▶ **Dataset records**
** Start **
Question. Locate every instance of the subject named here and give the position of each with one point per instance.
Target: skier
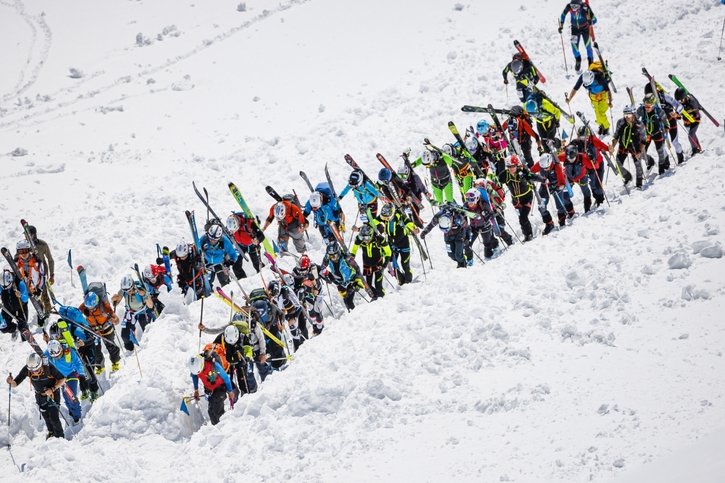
** End **
** Start **
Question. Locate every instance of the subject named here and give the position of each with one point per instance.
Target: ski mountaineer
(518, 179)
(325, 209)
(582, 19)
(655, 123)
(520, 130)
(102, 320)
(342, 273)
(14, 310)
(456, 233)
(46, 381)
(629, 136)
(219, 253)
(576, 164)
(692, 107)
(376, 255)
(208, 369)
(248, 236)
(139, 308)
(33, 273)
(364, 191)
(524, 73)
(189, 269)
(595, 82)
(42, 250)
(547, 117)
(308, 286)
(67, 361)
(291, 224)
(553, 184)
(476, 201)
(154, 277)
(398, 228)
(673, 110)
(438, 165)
** End **
** Start **
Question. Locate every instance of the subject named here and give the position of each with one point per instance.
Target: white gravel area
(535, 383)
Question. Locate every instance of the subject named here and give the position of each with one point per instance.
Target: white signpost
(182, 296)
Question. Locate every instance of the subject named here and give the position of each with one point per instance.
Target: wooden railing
** End **
▶ **Written instruction**
Count the lines in the records above that contain the word "Target", and reply with the number only.

▶ **Result of the exercise**
5